What the task requires:
Give the listing below again in full, exactly as written.

Stored records:
———
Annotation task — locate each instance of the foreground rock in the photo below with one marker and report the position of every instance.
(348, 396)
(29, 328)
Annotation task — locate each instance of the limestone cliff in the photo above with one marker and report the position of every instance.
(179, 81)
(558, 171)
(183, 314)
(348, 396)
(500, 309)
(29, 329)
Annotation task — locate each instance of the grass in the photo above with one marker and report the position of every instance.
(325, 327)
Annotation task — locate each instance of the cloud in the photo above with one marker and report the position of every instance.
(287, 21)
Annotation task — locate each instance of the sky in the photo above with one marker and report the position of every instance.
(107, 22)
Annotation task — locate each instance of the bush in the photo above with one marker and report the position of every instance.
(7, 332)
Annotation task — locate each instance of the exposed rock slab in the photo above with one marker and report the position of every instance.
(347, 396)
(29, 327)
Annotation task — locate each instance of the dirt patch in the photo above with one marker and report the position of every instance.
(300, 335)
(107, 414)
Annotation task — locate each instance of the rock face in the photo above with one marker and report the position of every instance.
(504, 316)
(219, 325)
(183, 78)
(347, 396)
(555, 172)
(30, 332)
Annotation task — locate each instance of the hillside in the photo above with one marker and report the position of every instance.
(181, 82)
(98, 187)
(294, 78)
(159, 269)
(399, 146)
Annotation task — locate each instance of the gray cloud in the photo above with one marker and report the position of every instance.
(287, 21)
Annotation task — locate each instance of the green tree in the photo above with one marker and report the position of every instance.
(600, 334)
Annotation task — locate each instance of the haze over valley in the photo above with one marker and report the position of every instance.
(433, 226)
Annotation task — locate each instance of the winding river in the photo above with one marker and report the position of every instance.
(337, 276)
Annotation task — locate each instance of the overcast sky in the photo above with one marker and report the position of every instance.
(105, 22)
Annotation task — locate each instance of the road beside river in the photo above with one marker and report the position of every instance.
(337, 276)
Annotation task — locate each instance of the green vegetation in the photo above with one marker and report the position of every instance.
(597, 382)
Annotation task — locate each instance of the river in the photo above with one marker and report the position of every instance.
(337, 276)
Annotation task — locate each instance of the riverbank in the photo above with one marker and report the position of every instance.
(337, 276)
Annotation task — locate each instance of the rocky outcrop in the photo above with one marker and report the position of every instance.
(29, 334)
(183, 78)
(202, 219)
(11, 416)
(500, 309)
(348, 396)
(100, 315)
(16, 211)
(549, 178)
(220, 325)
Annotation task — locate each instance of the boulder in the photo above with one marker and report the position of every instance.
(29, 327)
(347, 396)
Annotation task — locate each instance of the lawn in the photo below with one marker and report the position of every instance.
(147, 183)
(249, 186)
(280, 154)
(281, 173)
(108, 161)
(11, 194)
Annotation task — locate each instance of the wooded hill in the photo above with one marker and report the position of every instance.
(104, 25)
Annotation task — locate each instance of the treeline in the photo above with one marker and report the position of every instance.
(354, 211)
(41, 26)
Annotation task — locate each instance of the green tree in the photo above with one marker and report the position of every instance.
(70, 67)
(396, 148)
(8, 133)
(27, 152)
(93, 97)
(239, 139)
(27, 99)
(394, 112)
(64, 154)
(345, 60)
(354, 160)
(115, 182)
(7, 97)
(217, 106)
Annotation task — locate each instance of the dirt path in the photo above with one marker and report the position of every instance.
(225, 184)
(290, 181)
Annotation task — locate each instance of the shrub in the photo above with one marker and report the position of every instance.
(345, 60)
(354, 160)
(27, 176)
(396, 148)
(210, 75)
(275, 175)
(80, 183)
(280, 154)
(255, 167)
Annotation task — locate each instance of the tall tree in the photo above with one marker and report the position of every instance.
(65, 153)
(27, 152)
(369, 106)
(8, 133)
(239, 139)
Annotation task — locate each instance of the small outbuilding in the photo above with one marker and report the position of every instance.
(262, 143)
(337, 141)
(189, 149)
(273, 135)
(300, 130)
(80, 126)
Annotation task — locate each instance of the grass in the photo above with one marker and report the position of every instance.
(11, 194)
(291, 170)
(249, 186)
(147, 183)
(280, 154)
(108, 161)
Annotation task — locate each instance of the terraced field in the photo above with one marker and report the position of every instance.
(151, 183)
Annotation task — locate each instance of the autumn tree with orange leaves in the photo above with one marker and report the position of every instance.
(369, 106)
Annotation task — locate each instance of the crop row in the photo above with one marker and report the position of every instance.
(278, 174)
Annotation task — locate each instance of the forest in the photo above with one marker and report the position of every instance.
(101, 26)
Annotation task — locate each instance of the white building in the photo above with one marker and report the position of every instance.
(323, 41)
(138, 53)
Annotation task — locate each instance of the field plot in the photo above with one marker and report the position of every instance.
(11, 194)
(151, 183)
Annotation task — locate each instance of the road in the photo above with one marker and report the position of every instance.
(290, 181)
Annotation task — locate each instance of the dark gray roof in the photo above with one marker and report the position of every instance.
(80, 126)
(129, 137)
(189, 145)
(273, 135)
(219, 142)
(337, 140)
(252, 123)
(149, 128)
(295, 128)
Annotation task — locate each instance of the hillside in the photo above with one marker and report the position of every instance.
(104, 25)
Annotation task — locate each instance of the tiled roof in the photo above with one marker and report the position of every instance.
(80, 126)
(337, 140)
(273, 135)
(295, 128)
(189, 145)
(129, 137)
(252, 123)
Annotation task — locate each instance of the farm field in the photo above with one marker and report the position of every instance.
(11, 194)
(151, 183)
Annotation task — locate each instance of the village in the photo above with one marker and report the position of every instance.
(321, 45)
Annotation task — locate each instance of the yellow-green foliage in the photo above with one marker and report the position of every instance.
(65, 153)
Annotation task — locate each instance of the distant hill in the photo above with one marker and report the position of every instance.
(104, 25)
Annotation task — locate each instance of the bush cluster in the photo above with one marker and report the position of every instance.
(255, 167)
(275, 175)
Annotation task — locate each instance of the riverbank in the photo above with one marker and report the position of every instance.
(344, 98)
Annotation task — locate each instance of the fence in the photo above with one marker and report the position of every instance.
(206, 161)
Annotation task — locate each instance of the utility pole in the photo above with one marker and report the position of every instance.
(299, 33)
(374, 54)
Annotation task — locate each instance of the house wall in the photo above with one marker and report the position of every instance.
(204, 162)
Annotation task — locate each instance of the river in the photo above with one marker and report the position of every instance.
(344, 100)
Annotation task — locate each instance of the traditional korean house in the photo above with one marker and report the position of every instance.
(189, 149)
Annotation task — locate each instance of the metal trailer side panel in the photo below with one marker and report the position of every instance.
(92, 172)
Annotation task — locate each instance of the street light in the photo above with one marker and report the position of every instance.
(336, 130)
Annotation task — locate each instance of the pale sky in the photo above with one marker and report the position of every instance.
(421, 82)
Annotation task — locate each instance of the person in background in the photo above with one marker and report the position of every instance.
———
Result below:
Annotation task — locate each instance of the foreground rock in the photo below with one marker and report the position of every instance.
(348, 396)
(29, 328)
Annotation task — locate each instance of the limestone cliff in the photo above with one marker and report the position of every instance.
(179, 81)
(558, 171)
(183, 314)
(348, 396)
(500, 309)
(29, 329)
Annotation task — locate each instance of the grass in the photo above with one marker and report the position of every instance.
(325, 327)
Annotation task — locate each instance of the cloud in the photo above with one marker and report the position of every instance.
(287, 21)
Annotation task — locate each instance of the sky in the photo above with one marker and report the position of every instance.
(107, 22)
Annotation task — locate each instance of the bush in the photo above with one marker and report the position of every instance.
(7, 332)
Annotation task — locate each instance of the exposed rock slab in the photo above with one marker and report the position of every instance.
(347, 396)
(29, 327)
Annotation task — locate each instance of the dirt patch in the photo above with one marker and report the position of every instance.
(300, 335)
(107, 414)
Annotation task — locate each instance of the rock face in the photo above with one marker and report the position of every instance.
(504, 316)
(219, 325)
(183, 78)
(347, 396)
(555, 172)
(30, 332)
Annotation task — locate each instance of the hillside in the photo above with one marker and report the position of every instance.
(181, 82)
(98, 187)
(294, 78)
(159, 269)
(399, 146)
Annotation task — locate each instance of the gray cloud in the photo above with one marker and report the position of every instance.
(287, 21)
Annotation task — locate each instance of the green tree in the photo above with one marker and report the position of every instance.
(600, 334)
Annotation task — locate each instance of the haze over valley in the photo above with one marker and report the position of every instance.
(433, 226)
Annotation task — locate each instance of the winding river in the photo above with one marker and report the position of every instance.
(337, 276)
Annotation task — locate each instance of the overcast sky in the photo above with one marker and report the position of every instance.
(105, 22)
Annotation task — locate each instance of the road beside river in the photo above with one marker and report the position of every instance.
(337, 276)
Annotation task — locate each instance of the green vegetation in the photo above with one marker and report the position of every instance.
(597, 382)
Annotation task — locate each instance of the river in the photo above with one marker and report the position of every instance.
(337, 276)
Annotation task — locate each instance of the riverbank in the photo above with one marker and report the position of every instance.
(337, 276)
Annotation task — locate each instance of the rocky outcrop in the photo above with one marker and report the position of every instance.
(29, 334)
(183, 78)
(202, 219)
(11, 416)
(500, 309)
(348, 396)
(100, 315)
(16, 211)
(549, 178)
(220, 325)
Annotation task — locate each instance of the boulder in the photo above with one marker and report the position of every instance.
(29, 327)
(347, 396)
Annotation task — locate each instance of the lawn in the photo below with one marker and report the position of every instance.
(147, 183)
(249, 186)
(280, 154)
(281, 173)
(108, 161)
(11, 194)
Annotation task — locate each instance of the wooded hill in the photo above with one marker and report the position of every instance.
(104, 25)
Annotation task — locate each instance of the treeline in the photo above with one marker and report the position of every instance.
(354, 211)
(41, 26)
Annotation task — locate each instance of the green tree in the photo above with one marker and report the position of every instance.
(70, 67)
(396, 148)
(8, 133)
(27, 152)
(93, 97)
(239, 139)
(27, 99)
(394, 112)
(64, 154)
(345, 60)
(354, 160)
(115, 182)
(7, 97)
(217, 106)
Annotation task — locate each instance of the dirt path in the photo above with one marker and report the position of every instance.
(225, 184)
(290, 181)
Annotation task — locate each instance of the shrub in the photo above with one marker and report the position of every instance.
(345, 60)
(354, 160)
(27, 176)
(396, 148)
(210, 75)
(275, 175)
(80, 183)
(280, 154)
(255, 167)
Annotation task — locate each instance of the tall tree in the photo above with one marker and report the position of every instance.
(65, 153)
(27, 152)
(369, 106)
(8, 133)
(239, 139)
Annotation task — locate each instance of the small outbuilding in the photo above with one marker and report the position of every instance.
(262, 143)
(337, 141)
(189, 149)
(273, 135)
(300, 130)
(80, 126)
Annotation task — locate each instance of the grass in the photo above with one marker and report the position of every instance.
(11, 194)
(291, 170)
(249, 186)
(147, 183)
(280, 154)
(108, 161)
Annotation task — locate each instance of the terraced field in the photo above with one marker and report the position of every instance.
(151, 183)
Annotation task — locate each instance of the autumn tree with orange leaves in the photo above with one marker and report the position of every instance.
(369, 106)
Annotation task — locate each instance of the crop row in the photo above with one marker and report the position of every instance.
(278, 174)
Annotation task — locate each instance of the forest in the photo above with one marker and report the position of every instance.
(101, 26)
Annotation task — locate each instance of the white building in the photo above with one marker and report the position of every instance.
(323, 41)
(138, 53)
Annotation task — locate each instance of the field plot in the photo above with one marker and report the position of every instance.
(11, 194)
(151, 183)
Annotation task — locate each instance of the road in the photo above with one marker and report the position of every instance.
(290, 181)
Annotation task — locate each instance of the dark gray roof in the photo above with one marker and report the position of every instance.
(80, 126)
(129, 137)
(189, 145)
(273, 135)
(219, 142)
(337, 140)
(252, 123)
(149, 128)
(295, 128)
Annotation task — locate each instance of the hillside in the photo above with one marker and report the position of every instance.
(104, 25)
Annotation task — locate each instance of the tiled roof in the photo above with one marker and report the position of every instance.
(80, 126)
(337, 140)
(273, 135)
(295, 128)
(189, 145)
(129, 137)
(252, 123)
Annotation task — locate each instance of the farm field in the photo above with one marker and report the position of every instance.
(11, 194)
(151, 183)
Annotation task — locate each instance of the village in the photo above with one marker and report the position of every instance.
(321, 45)
Annotation task — locate each instance of the yellow-green foliage in the photo above with one marker and report the position of every instance.
(65, 153)
Annotation task — locate each instance of the distant hill in the photo above with one marker and report the position of every instance.
(104, 25)
Annotation task — locate each instance of the bush cluster in the photo above with one marker and report the position of every instance.
(255, 167)
(275, 175)
Annotation task — locate each instance of the riverbank in the photo above with one marker and report the position of every instance.
(344, 98)
Annotation task — locate each instance of the fence in the photo above with one marker and report the position of every instance.
(206, 161)
Annotation task — locate each instance of the utility pole in the photo above with one marker and report the position of every instance.
(299, 33)
(374, 54)
Annotation task — locate each instance of the house wall in the photo above with one marker and report the position of every instance.
(204, 162)
Annotation task — locate each instance of the river in the photo above with one marker and report the position of every instance.
(344, 100)
Annotation task — locate each instance of the traditional korean house in the photo above with one marker and report the position of every instance.
(189, 149)
Annotation task — locate each instance of the metal trailer side panel in the photo below with one marker and report the position of every instance.
(92, 172)
Annotation task — locate each instance of the street light in the photo above with one marker and report the position of every instance.
(336, 130)
Annotation task — locate each instance of the pale sky in the photo above with one marker and report the position of every instance.
(421, 82)
Annotation task — locate each instance of the person in background in the photo above with one marker and report the position of every instance.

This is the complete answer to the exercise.